*Exercise description:*
In the passage below on oil pollution in Bayelsa State, rewrite the paragraph beginning "Chapter Two outlined" as a short bulleted list that keeps its main facts.

*Passage for review:*
++++++++++

Similarly, the Bayelsa State Health Insurance Scheme (BHIS) covers only 5 percent of the population and does not therefore offer an appropriate vehicle for accessing the testing and treatment programme.436 We would suggest that, at a minimum, people living in communities designated as directly or indirectly affected by hydrocarbon pollution under the SCAT methodology should be offered free access to healthcare. Given the difficulties in administering such care while maintaining the BHIS system in parallel, it may be more efficient to enrol all citizens in the BHIS regardless of their ability to pay or offer all Bayelsans free healthcare through the recovery programme. The Bayelsa State Government’s commitment to universal health coverage for its population creates a conducive operating environment within which IOC coordinated investment in improving the health of local people affected by the negative health impacts of oil and gas production would be welcomed. Although more work is required to develop the details of a health plan with regular targeted health screening, initial estimates suggest that it may require US $41.6-47.6m in investment and an additional US $9.55-20.65m a year to run, resulting in a projected cost over a 12 year period of roughly US $247.8 m plus the initial outlay of US $42-48m.437
Chapter Two outlined the immediate and long-term economic damage of hydrocarbon pollution. Immediate drops in income – and sometimes rises in prices – are often accompanied by the ongoing loss of livelihoods that fuels food insecurity, deepens poverty and frays the fabric of communities themselves, with the results being increased conflict, the erosion of traditional community bonds and, in some cases, increased migration.
These kinds of impacts require a dual response that helps deal with the immediate loss of income caused by pollution incidents and provides access to alternative livelihoods and sources of growth for impacted communities over the longer term, especially where the effects of pollution are long lasting.

++++++++++

*Data provided:*
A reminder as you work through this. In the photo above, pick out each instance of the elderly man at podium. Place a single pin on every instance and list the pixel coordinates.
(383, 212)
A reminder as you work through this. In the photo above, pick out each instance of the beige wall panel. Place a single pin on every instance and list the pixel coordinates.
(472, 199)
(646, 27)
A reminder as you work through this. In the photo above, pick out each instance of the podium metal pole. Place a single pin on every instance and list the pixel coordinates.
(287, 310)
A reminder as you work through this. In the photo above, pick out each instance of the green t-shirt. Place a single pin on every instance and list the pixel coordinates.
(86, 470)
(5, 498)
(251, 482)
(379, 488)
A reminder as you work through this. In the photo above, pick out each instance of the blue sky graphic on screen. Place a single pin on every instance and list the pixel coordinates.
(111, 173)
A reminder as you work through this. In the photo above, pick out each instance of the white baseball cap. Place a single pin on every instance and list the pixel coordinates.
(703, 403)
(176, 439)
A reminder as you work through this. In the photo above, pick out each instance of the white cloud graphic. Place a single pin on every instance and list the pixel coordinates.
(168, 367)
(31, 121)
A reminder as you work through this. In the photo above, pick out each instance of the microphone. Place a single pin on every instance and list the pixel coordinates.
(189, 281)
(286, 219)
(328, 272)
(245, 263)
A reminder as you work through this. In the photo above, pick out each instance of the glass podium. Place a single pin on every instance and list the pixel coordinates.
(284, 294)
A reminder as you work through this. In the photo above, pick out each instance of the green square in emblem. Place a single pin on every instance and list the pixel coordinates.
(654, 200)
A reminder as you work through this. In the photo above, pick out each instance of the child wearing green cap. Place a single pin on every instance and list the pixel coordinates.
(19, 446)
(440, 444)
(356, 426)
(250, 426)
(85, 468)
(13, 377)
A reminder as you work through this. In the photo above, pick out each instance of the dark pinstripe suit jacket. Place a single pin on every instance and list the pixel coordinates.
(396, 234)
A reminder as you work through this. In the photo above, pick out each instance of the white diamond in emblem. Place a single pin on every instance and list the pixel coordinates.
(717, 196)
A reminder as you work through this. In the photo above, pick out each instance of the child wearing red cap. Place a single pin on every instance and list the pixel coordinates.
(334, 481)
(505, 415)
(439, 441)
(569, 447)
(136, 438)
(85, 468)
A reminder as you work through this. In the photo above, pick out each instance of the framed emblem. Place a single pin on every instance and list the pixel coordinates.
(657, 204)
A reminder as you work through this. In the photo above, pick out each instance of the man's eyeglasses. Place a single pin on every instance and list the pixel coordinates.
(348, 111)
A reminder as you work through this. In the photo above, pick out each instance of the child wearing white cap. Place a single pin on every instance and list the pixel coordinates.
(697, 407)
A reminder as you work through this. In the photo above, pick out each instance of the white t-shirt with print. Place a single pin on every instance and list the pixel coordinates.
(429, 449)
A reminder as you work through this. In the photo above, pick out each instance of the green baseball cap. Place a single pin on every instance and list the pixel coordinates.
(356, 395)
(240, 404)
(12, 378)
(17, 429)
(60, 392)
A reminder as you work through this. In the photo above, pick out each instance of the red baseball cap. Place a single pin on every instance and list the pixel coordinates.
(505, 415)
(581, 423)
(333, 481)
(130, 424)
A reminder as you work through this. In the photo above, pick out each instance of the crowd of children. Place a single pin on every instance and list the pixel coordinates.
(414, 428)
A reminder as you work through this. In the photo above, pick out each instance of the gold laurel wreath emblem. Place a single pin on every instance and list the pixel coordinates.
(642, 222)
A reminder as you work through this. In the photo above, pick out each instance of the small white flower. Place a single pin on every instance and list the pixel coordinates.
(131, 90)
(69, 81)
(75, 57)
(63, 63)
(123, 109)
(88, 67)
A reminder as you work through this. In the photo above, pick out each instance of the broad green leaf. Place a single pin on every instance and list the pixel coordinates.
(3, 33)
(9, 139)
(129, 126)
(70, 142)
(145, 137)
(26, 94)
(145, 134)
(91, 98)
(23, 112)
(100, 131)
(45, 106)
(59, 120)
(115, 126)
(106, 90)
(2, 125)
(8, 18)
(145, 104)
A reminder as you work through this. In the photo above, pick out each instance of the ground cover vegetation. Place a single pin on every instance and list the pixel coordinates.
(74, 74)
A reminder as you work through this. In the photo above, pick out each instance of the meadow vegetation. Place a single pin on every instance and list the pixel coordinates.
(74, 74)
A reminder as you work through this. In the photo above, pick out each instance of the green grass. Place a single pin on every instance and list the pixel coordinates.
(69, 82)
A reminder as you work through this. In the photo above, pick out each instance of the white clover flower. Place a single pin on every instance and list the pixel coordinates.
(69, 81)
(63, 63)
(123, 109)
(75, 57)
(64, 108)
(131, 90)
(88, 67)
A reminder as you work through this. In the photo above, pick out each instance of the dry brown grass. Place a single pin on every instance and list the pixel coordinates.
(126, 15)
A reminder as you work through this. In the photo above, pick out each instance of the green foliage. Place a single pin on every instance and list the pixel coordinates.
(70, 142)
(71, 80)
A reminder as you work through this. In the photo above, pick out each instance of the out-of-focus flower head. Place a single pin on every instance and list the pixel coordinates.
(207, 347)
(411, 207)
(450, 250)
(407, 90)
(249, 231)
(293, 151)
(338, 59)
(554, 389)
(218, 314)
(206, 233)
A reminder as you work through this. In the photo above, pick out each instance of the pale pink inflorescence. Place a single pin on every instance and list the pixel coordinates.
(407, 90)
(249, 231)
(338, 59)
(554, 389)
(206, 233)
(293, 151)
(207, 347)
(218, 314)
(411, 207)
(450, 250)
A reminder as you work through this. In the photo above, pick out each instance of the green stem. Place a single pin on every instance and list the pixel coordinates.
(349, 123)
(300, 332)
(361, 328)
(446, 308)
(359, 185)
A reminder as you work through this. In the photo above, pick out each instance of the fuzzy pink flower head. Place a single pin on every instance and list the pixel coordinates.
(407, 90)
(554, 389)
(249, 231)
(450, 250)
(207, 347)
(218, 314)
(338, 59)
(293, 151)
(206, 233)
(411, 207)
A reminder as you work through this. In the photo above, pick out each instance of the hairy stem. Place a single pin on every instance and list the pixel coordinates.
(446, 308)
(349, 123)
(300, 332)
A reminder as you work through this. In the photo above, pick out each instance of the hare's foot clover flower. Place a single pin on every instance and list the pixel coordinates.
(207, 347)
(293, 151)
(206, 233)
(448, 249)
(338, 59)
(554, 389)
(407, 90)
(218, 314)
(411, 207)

++++++++++

*Exercise answer:*
- Chapter Two described the immediate and long-term economic damage caused by hydrocarbon pollution.
- In the short term, incomes drop and prices sometimes rise.
- Over time, lost livelihoods feed food insecurity, deepen poverty and fray communities.
- The results include more conflict, weaker traditional community bonds and, in some cases, more migration.